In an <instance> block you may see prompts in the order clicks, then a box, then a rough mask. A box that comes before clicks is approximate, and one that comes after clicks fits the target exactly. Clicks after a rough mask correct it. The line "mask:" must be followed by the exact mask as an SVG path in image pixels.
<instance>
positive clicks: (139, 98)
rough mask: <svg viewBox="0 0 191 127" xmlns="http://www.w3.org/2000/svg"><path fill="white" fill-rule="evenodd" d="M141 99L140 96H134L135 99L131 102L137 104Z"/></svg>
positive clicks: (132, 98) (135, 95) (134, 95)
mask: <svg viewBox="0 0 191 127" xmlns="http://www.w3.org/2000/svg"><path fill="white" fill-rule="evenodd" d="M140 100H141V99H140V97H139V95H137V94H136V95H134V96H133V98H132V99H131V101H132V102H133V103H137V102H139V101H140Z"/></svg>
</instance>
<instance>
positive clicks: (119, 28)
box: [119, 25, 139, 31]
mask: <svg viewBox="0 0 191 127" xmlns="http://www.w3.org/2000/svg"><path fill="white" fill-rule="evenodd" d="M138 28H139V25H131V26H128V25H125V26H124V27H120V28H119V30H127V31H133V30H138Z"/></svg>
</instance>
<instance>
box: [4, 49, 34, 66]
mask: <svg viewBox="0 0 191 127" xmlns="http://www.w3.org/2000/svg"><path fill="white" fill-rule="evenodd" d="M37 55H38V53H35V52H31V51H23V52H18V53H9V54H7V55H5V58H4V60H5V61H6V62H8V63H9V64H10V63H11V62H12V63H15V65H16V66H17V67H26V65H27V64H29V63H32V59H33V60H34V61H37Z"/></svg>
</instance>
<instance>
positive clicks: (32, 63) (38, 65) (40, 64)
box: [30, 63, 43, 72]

Task item:
Turn the lines above into a numbered list, skipping any blank ones.

Result:
1. In an <instance> block you may see prompts in the order clicks, then a box, then a rough mask. A box that comes before clicks is approximate, and one that comes after clicks fits the target exactly. Clicks after a rough mask correct it. The line "mask:" must be followed by the exact mask as an SVG path in image pixels.
2. <instance>
3. positive clicks: (139, 98)
4. rough mask: <svg viewBox="0 0 191 127" xmlns="http://www.w3.org/2000/svg"><path fill="white" fill-rule="evenodd" d="M141 99L140 96H134L135 99L131 102L137 104Z"/></svg>
5. positive clicks: (132, 98) (135, 95) (134, 95)
6. mask: <svg viewBox="0 0 191 127" xmlns="http://www.w3.org/2000/svg"><path fill="white" fill-rule="evenodd" d="M140 100H141V99H140V97H139V95H137V94H136V95H134V96H133V98H132V99H131V101H132V102H133V103H137V102H139V101H140Z"/></svg>
7. </instance>
8. <instance>
9. positive clicks: (119, 28)
10. box: [119, 25, 139, 31]
11. mask: <svg viewBox="0 0 191 127" xmlns="http://www.w3.org/2000/svg"><path fill="white" fill-rule="evenodd" d="M138 28H139V25H131V26H128V25H125V26H124V27H120V28H119V30H127V31H133V30H138Z"/></svg>
12. </instance>
13. <instance>
14. box: [4, 49, 34, 66]
15. mask: <svg viewBox="0 0 191 127" xmlns="http://www.w3.org/2000/svg"><path fill="white" fill-rule="evenodd" d="M37 55H38V53H35V52H31V51H23V52H18V53H9V54H7V55H5V58H4V60H5V61H6V62H8V63H9V64H10V63H11V62H12V63H15V65H16V66H17V67H26V65H27V64H29V63H32V59H33V60H34V61H37Z"/></svg>
16. </instance>
17. <instance>
18. positive clicks: (32, 63) (38, 65) (40, 64)
19. box: [30, 63, 43, 72]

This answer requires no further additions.